PASSAGE PROVIDED
>> Begin
Wednesday, July 6, 2011

Wednesday, July 6, 2011


So much for my plan to go back to writing every day!

Monday, July 4th, I ran a few errands with Janell, worked on menus and shopping lists for my Tuesday personal chef gig and baked a Fig-Almond Crostata (free form crust). Jordan and I spent a good part of the late afternoon, early evening with co-works of his from the Bureau at UNR. We had a nice time. Lots of academics, not always the most exciting people. Our hosts had a pool (nice as it was very hot) and some shady spots to sit. It was a potluck (which Jordan forgot to tell me until two hours before we were due to be there!!) and all I had on hand were some Healthy Oatmeal Raisin cookies, so I took those. The flour in the dough is made up mostly of ground oatmeal. They have a maple glaze on them also. We did not go see the fireworks this year, but I did hear a lot going off around the neighborhood.
>> End
DIRECTION 1
From the records below, set down verbatim the stretch from the line containing "of the white" through the line containing "<point>722,571</point>".

DATASET EXCERPTS
>> Begin
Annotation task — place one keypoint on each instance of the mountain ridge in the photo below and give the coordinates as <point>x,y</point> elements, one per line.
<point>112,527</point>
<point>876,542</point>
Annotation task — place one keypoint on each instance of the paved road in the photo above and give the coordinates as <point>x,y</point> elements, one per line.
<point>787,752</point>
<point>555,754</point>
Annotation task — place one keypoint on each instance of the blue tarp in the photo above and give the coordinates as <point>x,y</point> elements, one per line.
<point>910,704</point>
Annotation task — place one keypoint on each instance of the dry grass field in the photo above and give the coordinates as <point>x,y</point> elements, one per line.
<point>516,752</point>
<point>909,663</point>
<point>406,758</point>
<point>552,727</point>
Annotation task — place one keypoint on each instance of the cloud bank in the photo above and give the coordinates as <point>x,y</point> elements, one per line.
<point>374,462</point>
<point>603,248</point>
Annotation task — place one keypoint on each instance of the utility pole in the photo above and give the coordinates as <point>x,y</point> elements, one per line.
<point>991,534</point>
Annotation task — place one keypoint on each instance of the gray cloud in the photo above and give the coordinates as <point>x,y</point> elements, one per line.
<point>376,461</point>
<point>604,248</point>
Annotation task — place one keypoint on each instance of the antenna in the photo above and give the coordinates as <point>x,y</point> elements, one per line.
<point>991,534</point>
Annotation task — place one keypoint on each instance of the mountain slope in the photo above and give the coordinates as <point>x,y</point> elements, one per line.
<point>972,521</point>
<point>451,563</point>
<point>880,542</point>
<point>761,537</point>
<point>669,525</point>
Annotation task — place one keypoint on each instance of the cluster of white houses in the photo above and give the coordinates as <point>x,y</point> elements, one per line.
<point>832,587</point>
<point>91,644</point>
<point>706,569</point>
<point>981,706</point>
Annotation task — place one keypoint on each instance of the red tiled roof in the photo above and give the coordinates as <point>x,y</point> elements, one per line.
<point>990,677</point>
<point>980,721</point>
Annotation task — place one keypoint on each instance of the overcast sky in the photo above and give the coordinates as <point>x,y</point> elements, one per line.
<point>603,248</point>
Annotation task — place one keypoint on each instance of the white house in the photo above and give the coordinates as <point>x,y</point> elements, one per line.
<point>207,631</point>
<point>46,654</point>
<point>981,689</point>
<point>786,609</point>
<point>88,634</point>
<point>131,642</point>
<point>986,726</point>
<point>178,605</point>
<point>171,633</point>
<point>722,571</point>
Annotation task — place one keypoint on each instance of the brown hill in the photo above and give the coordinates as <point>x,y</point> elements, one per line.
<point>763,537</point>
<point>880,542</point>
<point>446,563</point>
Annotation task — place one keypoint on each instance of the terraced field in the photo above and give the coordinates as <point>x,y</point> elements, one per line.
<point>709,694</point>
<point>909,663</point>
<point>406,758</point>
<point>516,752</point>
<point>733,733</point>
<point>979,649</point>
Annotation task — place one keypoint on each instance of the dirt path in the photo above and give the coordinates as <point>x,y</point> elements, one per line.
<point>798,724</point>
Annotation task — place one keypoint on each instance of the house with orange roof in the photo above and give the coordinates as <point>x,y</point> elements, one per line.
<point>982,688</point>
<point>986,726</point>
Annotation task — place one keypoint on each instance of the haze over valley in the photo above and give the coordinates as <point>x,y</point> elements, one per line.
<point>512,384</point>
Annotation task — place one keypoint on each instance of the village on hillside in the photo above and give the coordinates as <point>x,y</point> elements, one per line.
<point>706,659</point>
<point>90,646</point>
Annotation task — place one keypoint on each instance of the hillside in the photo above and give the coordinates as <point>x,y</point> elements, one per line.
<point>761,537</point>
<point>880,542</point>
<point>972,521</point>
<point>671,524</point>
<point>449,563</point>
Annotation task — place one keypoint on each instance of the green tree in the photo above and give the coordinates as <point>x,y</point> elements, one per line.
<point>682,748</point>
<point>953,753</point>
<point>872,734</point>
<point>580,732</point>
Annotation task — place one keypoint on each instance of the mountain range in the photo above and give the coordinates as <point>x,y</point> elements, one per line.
>> End
DIRECTION 2
In the blog entry, what is the flour in the dough of the Healthy Oatmeal Raisin cookies made up of mostly?

TASK RESULT 1
Annotation task — place one keypoint on each instance of the white house in the photo above and give the coordinates as <point>x,y</point> elements, one per line.
<point>207,631</point>
<point>46,654</point>
<point>981,689</point>
<point>786,609</point>
<point>88,634</point>
<point>131,642</point>
<point>986,726</point>
<point>178,605</point>
<point>171,633</point>
<point>722,571</point>

TASK RESULT 2
Ground oatmeal.